** Opening EXCERPTED PASSAGE block **
Fatal Flaw
In all the vast expanse of his fatherland, no more ardent or versatile Peronista ever breathed than Oscar Ivanisse-vich, 45, onetime Argentine Ambassador to the U.S. As a surgeon he had removed the appendixes of both President and Señora Perón. As a poet he had composed the official party march, Peronista Boys. As Minister of Education, he distributed to his schoolchildren a saccharine pamphlet on Evita, "The Good Fairy of Argentina." Every morning on entering his office he bowed low to his patrons' pictures on the wall.
Yet somehow, in all of "Ivan's" ardor and devotion, there seemed to be a fatal flaw. He liked to run the Ministry of Education in his own way and he stubbornly resisted the demands of party politicos with axes of their own to grind. From the standpoint of the Casa Rosada, Oscar Ivanissevich was beginning to seem a little too independent.
This suspicion grew into a certainty early this month during a bitter Peronista campaign against Deputy Juan Casella Piñero of the Buenos Aires provincial legislature. Casella, a Radical, had been found guilty of remaining seated during a rising tribute to Argentina's liberator, José de San Martin. The entire Peronista propaganda machine swung into action to have Casella expelled. As Minister of Education, and as chairman of the current Year of San Martin celebrations, Ivanissevich was ordered to schedule one hour of speechmaking in the schools to blot out Casella's insult to the liberator.
** Closing EXCERPTED PASSAGE block **
** Opening INFORMATION block **
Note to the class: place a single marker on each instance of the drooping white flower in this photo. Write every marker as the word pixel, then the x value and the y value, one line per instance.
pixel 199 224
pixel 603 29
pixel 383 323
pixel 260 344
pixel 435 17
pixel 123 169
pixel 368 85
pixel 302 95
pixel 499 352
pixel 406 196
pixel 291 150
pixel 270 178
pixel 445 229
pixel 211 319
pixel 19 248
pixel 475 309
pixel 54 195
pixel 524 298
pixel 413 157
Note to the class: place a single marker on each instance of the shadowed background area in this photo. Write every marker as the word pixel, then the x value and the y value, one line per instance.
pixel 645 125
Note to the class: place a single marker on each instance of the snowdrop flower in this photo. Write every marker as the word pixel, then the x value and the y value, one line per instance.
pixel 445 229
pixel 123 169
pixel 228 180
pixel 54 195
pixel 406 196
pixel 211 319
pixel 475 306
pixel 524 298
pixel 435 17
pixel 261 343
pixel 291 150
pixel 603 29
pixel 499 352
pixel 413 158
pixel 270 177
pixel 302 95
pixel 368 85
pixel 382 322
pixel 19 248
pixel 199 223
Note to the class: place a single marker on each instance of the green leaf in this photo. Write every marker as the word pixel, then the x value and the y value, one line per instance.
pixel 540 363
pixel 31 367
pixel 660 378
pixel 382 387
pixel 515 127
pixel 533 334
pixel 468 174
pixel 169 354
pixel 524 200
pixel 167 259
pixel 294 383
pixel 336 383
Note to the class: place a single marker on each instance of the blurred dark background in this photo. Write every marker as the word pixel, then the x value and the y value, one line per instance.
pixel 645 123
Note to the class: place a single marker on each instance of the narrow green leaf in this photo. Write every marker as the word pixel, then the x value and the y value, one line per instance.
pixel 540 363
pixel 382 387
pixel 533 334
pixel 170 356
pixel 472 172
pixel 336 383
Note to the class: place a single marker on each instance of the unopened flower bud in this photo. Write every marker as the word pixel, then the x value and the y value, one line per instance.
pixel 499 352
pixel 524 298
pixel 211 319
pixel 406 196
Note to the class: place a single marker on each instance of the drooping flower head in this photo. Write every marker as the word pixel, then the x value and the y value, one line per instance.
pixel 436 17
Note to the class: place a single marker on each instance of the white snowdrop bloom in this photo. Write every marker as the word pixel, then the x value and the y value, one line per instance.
** Closing INFORMATION block **
## EXERCISE SET
[1] In the article about Oscar Ivanissevich, what did he compose as a poet?
[2] Continue the article about Oscar Ivanissevich from the point where it stops.

## ANSWERS BY TASK
[1] He composed the official party march, Peronista Boys.

[2]
Ivan refused. An editorial in Eva Peron's own evening Noticias Gráficas announced the inevitable decision: "The authorities who control education have taken no step whatsoever [to counter] the terrific insult . . . Those whose task it is to look after the national culture and pUrity of national virtues have failed."
Last week Perón accepted Ivanissevich's resignation. Ivan had already retired to the sleepy provincial capital of La Rioja (pop. 15,000). For the immediate future, Oscar Ivanissevich planned to stick to poetry and medicine.